* _What you are asked to do_:
Search each line below for "sleeve", then return the lines where it appears.

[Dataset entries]
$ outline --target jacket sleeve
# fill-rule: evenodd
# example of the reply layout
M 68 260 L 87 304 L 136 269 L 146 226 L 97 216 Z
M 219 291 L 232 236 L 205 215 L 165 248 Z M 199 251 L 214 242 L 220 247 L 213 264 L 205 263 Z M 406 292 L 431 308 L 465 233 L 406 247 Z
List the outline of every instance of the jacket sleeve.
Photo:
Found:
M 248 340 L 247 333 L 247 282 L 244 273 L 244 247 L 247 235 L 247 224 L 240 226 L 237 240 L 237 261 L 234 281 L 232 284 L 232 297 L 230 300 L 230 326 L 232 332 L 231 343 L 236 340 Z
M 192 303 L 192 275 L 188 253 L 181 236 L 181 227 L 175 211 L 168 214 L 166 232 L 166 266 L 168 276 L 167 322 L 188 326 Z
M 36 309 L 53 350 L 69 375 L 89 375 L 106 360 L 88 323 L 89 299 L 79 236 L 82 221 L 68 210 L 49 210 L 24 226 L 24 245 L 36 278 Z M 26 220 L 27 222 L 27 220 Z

* _Response area_:
$ outline --target jacket sleeve
List the outline of every instance of the jacket sleeve.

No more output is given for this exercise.